-- Given instruction --
Print the records below, from the line containing "Please identify the board" through the line containing "(694, 1184)", both lines included, reproducing each line verbatim.

— START OF Records shown —

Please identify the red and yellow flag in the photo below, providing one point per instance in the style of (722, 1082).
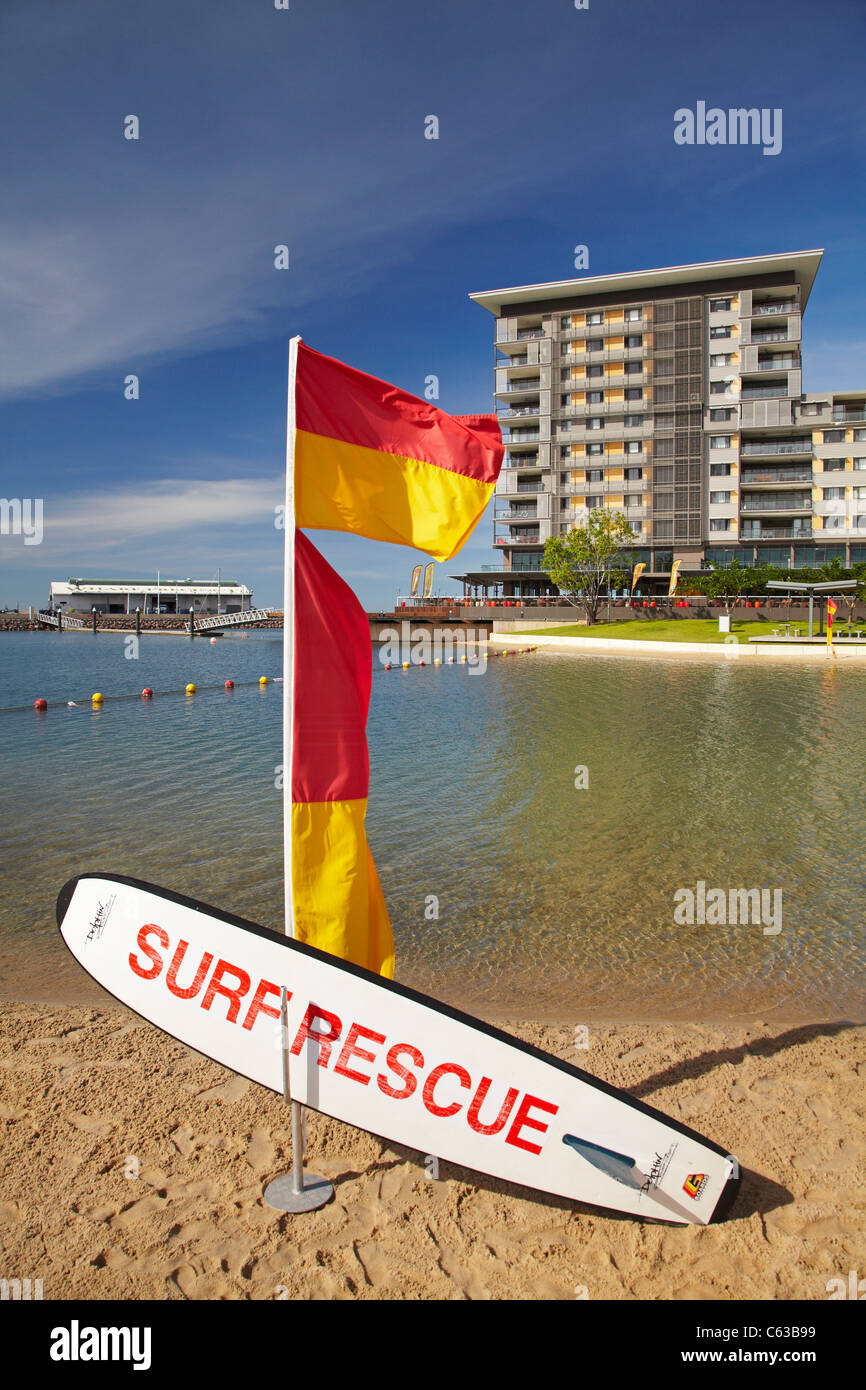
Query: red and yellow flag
(369, 459)
(374, 460)
(337, 897)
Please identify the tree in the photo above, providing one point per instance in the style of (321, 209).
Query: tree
(727, 584)
(581, 562)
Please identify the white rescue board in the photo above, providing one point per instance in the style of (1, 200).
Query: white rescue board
(385, 1058)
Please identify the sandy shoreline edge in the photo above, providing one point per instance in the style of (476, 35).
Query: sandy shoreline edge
(132, 1168)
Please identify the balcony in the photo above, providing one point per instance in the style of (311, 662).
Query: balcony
(765, 392)
(783, 306)
(774, 335)
(777, 502)
(774, 533)
(752, 448)
(749, 480)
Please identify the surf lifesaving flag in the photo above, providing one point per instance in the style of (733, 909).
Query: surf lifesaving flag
(370, 459)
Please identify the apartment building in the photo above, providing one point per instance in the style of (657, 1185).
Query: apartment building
(676, 398)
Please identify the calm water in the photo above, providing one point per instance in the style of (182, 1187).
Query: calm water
(553, 902)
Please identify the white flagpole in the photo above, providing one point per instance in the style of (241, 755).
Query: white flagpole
(295, 1191)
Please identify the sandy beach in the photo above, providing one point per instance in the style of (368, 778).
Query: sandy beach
(132, 1168)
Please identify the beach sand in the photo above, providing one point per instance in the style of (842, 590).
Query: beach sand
(132, 1168)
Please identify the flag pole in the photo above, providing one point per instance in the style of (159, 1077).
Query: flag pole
(295, 1191)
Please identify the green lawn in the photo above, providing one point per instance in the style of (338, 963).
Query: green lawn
(673, 630)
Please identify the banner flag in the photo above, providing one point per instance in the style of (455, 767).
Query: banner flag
(377, 462)
(364, 458)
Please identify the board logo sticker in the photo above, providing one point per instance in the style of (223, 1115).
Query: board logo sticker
(100, 920)
(694, 1184)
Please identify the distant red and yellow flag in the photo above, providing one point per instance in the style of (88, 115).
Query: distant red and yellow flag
(377, 462)
(337, 897)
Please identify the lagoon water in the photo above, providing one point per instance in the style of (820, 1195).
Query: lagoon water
(553, 902)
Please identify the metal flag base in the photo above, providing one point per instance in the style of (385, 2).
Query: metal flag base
(295, 1191)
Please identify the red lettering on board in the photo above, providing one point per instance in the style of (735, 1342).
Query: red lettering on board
(477, 1101)
(234, 995)
(352, 1050)
(171, 979)
(260, 1007)
(405, 1075)
(149, 951)
(430, 1084)
(324, 1040)
(523, 1121)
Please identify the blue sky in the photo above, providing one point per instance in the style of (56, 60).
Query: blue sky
(306, 127)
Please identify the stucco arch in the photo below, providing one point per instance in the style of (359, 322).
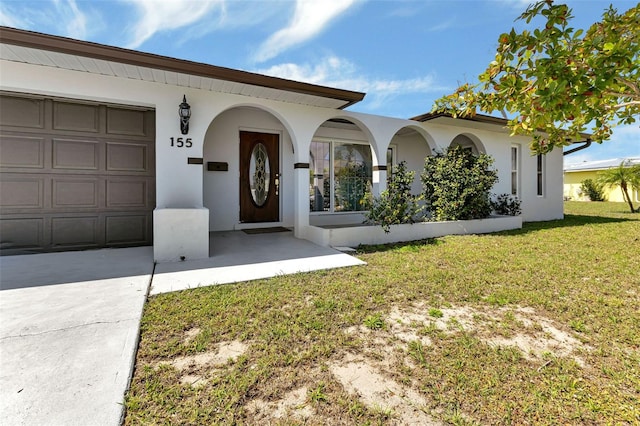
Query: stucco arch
(221, 146)
(469, 140)
(367, 135)
(276, 113)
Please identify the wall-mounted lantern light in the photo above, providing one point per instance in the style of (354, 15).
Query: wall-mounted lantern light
(184, 111)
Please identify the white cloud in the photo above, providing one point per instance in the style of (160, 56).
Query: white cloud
(161, 15)
(75, 20)
(62, 17)
(333, 71)
(9, 18)
(310, 18)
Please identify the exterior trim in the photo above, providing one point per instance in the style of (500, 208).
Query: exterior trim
(482, 118)
(70, 46)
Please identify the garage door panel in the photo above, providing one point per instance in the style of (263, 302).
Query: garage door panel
(74, 231)
(75, 117)
(22, 112)
(21, 151)
(19, 192)
(128, 230)
(128, 157)
(72, 154)
(21, 233)
(128, 193)
(126, 122)
(74, 193)
(68, 184)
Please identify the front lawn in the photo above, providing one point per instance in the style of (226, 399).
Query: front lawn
(534, 326)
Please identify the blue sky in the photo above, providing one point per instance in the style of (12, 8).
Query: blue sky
(403, 53)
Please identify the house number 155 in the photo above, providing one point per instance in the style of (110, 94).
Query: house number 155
(181, 142)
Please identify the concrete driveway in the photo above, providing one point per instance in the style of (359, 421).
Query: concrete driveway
(69, 325)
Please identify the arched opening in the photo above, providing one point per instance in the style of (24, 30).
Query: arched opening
(341, 162)
(246, 152)
(411, 145)
(468, 142)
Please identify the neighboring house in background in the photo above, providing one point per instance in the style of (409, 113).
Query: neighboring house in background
(92, 153)
(575, 174)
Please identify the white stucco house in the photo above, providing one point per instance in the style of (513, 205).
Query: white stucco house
(93, 154)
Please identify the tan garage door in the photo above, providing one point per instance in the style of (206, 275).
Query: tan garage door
(74, 175)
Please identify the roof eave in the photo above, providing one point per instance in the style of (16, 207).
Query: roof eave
(70, 46)
(480, 118)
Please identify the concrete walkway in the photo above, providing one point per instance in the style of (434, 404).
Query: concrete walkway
(68, 334)
(69, 322)
(236, 257)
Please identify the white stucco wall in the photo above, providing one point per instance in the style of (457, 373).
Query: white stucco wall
(214, 137)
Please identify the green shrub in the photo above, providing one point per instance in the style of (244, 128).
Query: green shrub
(506, 205)
(396, 204)
(457, 183)
(593, 189)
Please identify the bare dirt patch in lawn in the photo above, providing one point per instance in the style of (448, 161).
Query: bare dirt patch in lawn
(521, 327)
(194, 368)
(361, 378)
(294, 404)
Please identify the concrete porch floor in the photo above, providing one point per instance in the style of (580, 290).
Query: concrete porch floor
(236, 256)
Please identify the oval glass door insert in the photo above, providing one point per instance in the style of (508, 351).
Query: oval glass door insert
(260, 172)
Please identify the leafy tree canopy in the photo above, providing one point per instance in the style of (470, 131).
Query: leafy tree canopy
(557, 82)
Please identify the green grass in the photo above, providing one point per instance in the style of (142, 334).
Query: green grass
(581, 273)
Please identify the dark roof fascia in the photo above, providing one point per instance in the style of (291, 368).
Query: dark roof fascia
(132, 57)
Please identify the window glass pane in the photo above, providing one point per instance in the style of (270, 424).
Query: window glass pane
(540, 173)
(352, 175)
(514, 170)
(319, 178)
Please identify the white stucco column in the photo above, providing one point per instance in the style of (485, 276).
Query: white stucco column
(379, 180)
(301, 198)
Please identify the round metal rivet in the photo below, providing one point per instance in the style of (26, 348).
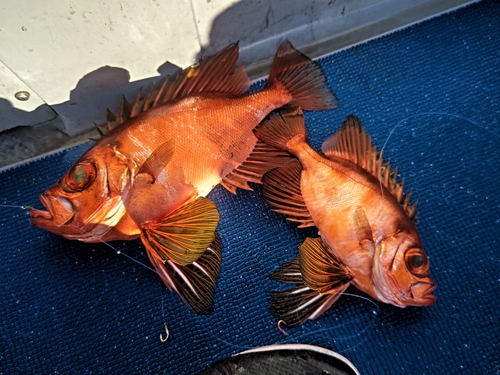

— END OF Records shown —

-- Solution below --
Please identify the board logo sticker in the photo above, providing one point per instance in the style of (223, 1115).
Query: board logo sticker
(100, 920)
(694, 1184)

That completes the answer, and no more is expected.